» BRONTEKST:
——

Naar het oordeel van de rechtbank zijn de waarden van de overige objecten niet te hoog vastgesteld. Hierna legt de rechtbank uit hoe zij tot dit oordeel komt en welke gevolgen dit oordeel heeft.
Toetsingskader van de rechtbank
4. Op grond van artikel 17, tweede lid, van de Wet WOZ wordt de waarde van het object bepaald op de waarde die aan het object dient te worden toegekend, indien de volle en onbezwaarde eigendom daarvan zou kunnen worden overgedragen en de verkrijger de zaak in de staat waarin die zich bevindt, onmiddellijk en in volle omvang in gebruik zou kunnen nemen. Deze waarde is naar de bedoeling van de wetgever "de prijs welke door de meestbiedende koper besteed zou worden bij aanbieding ten verkoop op de voor de zaak meest geschikte wijze na de beste voorbereiding". [1]
4.1.
De waarde van een niet-woning kan op grond van artikel 4, eerste lid, aanhef en onder b, van de Uitvoeringsregeling instructie waardebepaling Wet WOZ worden bepaald aan de hand van de huurwaardekapitalisatiemethode. Bij de waardebepaling op grond van deze methode wordt de waarde van een onroerende zaak verkregen door de huurwaarde van de onroerende zaak te vermenigvuldigen met een kapitalisatiefactor. De huurwaarde en de kapitalisatiefactor worden zoveel mogelijk afgeleid uit verhuur- en verkooptransacties van vergelijkbare objecten.
4.2.

——

» BRONGEGEVENS:
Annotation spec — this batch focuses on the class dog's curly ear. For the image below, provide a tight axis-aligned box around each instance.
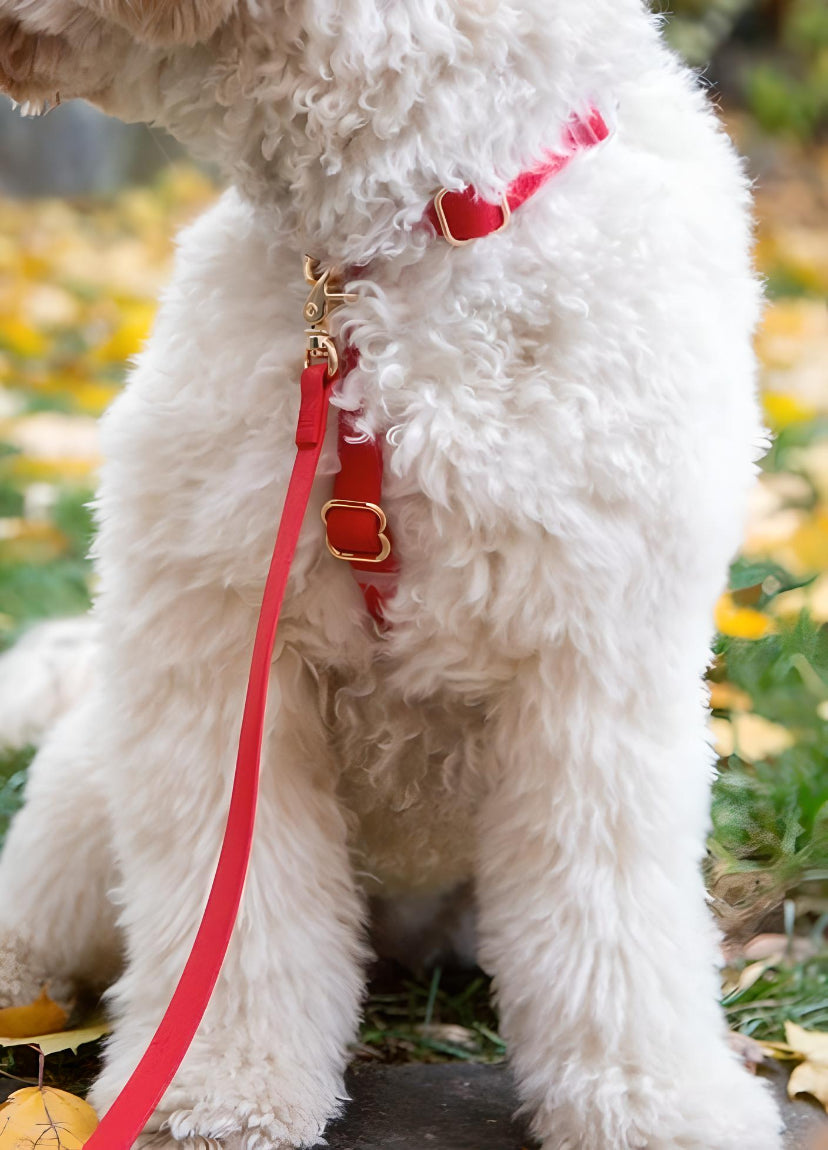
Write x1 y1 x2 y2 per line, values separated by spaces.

——

» SCHRIFTELIJKE OPDRACHT A: Neem uit de brontekst woordelijk over van "Naar het oordeel" tot en met "dit oordeel heeft.".
» SCHRIFTELIJKE OPDRACHT B: Het citaat van de wetgever in de brontekst omschrijft de prijs waarop de waarde berust. Noem alle omstandigheden die dat citaat aan die prijs verbindt.
Het materiaal speelt hierbij geen enkele rol.

» UITWERKING A:
Naar het oordeel van de rechtbank zijn de waarden van de overige objecten niet te hoog vastgesteld. Hierna legt de rechtbank uit hoe zij tot dit oordeel komt en welke gevolgen dit oordeel heeft.

» UITWERKING B:
- De prijs wordt besteed door de meestbiedende koper.
- De zaak wordt ten verkoop aangeboden op de voor de zaak meest geschikte wijze.
- De aanbieding volgt na de beste voorbereiding.